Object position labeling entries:
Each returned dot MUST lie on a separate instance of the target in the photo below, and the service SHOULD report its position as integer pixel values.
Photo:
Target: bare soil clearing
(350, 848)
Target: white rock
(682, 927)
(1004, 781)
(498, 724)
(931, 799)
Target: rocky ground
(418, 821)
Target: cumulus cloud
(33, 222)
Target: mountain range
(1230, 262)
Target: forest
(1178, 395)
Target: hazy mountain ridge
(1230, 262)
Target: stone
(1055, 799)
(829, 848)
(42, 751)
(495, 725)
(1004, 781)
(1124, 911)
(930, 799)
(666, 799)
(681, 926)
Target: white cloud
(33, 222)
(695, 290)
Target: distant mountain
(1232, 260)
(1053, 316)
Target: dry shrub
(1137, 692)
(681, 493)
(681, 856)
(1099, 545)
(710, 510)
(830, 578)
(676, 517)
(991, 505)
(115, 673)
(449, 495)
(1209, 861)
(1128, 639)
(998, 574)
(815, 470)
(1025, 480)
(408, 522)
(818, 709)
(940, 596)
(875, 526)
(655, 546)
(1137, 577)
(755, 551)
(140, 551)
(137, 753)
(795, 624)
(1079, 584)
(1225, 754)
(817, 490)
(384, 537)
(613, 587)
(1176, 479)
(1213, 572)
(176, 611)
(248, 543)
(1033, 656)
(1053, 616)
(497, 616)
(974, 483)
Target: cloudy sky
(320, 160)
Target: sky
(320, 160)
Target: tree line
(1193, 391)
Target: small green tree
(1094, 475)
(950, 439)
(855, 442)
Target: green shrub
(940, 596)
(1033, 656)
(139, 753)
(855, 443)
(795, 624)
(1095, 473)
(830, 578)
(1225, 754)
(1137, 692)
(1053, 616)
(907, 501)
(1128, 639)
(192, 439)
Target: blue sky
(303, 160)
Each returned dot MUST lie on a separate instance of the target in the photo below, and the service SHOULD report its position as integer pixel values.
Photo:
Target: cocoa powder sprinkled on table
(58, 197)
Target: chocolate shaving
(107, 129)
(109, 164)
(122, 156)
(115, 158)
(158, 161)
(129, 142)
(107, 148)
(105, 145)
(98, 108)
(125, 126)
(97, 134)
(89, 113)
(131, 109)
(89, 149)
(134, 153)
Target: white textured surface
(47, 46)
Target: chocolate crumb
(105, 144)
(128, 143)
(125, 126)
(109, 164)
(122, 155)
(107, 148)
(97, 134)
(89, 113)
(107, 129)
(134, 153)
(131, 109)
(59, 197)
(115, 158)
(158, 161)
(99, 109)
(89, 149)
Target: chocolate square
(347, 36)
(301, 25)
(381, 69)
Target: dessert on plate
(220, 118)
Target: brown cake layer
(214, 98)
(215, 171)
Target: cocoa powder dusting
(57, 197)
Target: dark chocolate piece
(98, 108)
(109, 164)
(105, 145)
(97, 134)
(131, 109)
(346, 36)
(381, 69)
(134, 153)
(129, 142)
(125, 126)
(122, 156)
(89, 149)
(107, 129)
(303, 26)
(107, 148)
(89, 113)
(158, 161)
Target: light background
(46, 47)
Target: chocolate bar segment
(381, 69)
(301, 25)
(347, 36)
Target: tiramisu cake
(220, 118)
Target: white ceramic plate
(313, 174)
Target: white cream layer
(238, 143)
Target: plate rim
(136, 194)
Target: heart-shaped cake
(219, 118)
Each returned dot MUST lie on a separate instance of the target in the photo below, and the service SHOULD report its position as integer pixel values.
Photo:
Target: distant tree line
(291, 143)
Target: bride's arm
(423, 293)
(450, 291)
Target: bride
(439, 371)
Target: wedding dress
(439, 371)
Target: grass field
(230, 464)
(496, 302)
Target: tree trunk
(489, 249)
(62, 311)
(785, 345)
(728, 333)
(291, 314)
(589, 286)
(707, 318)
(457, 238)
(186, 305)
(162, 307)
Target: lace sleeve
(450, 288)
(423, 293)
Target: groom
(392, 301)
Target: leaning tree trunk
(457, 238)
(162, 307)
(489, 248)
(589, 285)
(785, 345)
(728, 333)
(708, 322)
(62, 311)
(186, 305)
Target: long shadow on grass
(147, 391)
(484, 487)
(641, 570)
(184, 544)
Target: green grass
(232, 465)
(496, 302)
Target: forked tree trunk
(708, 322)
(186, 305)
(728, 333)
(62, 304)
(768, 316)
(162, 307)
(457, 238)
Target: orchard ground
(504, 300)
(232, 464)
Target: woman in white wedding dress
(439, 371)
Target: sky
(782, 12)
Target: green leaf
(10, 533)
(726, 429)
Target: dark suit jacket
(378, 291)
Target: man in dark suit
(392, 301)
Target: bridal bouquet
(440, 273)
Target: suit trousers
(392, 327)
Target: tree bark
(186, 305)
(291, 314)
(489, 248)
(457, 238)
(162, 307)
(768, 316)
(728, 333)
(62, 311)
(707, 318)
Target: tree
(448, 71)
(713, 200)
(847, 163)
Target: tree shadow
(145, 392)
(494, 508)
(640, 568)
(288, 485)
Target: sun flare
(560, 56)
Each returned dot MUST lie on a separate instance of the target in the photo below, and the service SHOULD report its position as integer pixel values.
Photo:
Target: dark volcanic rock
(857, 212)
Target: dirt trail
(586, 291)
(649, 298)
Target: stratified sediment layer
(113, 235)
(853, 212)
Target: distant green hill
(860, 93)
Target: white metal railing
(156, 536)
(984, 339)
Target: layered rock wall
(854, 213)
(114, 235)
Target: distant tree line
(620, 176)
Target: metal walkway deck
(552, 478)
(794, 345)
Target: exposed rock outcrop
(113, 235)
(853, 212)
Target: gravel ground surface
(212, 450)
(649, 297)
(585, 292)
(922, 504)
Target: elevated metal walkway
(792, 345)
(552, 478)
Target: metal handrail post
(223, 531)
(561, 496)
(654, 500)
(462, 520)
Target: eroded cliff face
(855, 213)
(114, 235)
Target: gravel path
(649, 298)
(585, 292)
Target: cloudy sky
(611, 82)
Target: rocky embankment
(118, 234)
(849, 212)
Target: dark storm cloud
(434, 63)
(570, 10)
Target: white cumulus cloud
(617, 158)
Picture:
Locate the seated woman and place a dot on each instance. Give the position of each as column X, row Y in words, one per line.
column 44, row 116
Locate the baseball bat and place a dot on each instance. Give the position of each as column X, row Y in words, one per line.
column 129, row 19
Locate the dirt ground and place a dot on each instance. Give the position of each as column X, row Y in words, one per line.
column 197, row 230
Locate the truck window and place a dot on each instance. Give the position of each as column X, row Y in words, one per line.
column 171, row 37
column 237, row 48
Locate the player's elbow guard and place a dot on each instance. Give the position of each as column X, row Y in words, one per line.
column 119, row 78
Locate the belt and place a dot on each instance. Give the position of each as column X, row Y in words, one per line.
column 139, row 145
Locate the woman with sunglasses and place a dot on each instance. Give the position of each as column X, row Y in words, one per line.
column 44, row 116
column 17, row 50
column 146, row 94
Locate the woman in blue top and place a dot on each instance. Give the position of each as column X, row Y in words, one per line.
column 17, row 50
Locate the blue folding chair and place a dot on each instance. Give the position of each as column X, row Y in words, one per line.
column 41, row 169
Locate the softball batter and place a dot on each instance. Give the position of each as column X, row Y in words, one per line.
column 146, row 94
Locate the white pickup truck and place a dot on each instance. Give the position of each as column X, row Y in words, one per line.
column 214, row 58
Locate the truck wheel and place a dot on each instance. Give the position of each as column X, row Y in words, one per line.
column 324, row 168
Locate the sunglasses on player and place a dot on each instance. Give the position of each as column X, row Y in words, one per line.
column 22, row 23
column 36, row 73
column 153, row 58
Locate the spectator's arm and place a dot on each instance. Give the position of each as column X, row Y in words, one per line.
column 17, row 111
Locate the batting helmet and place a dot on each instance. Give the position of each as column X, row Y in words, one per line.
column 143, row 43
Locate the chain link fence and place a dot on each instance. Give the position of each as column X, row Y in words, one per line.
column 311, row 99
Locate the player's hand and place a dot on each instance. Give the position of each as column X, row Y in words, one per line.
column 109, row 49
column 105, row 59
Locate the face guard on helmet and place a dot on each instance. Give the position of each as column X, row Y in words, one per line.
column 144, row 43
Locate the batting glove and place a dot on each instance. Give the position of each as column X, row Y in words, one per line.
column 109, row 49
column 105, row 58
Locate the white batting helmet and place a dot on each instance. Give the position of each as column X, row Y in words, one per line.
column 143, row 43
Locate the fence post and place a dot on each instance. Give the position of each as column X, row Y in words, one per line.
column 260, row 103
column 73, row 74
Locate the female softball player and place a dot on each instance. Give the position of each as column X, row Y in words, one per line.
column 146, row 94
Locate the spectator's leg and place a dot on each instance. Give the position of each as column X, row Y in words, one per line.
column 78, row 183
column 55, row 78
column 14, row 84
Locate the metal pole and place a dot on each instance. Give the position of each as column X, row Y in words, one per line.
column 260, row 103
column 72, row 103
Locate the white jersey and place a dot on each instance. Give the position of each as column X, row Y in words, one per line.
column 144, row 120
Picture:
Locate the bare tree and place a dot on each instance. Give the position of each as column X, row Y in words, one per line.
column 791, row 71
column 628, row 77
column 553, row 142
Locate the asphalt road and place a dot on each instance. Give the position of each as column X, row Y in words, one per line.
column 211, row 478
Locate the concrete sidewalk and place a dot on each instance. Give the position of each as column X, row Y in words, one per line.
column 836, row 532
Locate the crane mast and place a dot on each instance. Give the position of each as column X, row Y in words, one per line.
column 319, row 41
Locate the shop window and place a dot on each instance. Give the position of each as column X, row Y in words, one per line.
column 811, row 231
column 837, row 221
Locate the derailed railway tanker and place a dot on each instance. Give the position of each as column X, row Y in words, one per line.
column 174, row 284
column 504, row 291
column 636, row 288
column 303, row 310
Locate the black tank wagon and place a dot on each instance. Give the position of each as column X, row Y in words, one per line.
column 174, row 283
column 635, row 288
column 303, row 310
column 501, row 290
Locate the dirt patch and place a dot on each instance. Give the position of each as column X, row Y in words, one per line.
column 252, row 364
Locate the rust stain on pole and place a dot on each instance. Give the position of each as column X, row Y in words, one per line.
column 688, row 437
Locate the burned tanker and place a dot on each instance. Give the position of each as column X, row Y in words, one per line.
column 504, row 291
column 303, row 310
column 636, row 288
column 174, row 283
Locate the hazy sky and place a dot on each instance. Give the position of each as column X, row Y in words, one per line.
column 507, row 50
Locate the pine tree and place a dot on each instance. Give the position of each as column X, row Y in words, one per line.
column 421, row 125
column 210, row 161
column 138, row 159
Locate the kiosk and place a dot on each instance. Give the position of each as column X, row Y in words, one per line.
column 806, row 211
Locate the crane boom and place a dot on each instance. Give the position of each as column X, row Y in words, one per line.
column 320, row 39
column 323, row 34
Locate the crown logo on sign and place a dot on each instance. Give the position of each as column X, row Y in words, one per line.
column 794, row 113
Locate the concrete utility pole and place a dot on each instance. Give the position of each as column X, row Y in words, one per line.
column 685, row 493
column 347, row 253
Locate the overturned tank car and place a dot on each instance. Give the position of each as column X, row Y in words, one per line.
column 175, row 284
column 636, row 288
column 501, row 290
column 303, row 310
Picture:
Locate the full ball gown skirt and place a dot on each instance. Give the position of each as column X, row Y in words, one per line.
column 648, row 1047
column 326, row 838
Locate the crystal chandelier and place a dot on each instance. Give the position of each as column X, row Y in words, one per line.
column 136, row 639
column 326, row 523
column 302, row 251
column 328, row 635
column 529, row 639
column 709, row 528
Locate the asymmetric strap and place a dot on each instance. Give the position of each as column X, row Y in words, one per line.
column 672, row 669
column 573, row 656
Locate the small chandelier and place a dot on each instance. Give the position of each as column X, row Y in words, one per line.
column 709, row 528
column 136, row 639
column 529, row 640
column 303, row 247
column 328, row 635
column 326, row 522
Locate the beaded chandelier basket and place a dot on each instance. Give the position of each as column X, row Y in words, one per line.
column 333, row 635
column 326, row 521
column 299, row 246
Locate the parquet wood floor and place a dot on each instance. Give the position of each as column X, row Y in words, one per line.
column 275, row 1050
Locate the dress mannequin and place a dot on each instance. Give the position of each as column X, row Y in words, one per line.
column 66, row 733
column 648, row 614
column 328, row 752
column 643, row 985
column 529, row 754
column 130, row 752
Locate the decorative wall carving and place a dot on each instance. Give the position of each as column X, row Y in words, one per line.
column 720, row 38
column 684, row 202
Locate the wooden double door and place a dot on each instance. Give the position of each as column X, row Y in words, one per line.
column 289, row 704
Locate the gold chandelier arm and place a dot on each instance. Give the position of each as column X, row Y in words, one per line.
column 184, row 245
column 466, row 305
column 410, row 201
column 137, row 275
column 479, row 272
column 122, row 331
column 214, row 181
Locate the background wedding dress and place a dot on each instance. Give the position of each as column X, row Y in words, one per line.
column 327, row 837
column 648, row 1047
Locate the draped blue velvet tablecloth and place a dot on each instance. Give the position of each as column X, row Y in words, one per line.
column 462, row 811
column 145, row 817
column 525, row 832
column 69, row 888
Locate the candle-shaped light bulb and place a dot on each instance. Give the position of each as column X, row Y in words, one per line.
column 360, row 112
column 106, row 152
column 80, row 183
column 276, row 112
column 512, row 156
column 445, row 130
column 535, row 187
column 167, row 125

§ Your objective: Write out exactly the lines from the line holding "Locate the background" through the last line of the data, and nothing besides those lines.

§ Final result:
Locate the background wedding dress and place a dot on each instance. Give the position of each as column X, row Y in words, one per line.
column 327, row 837
column 648, row 1047
Locate the draped blue velvet tablecloth and place a dot on each instance. Give the position of each as column X, row Y in words, one per line.
column 462, row 811
column 145, row 817
column 525, row 832
column 69, row 888
Locate the candle-shaped light bulb and place a dot on each instance. Give the position of each as column X, row Y in words, one per line.
column 360, row 112
column 106, row 152
column 80, row 183
column 276, row 112
column 512, row 156
column 445, row 130
column 535, row 187
column 167, row 125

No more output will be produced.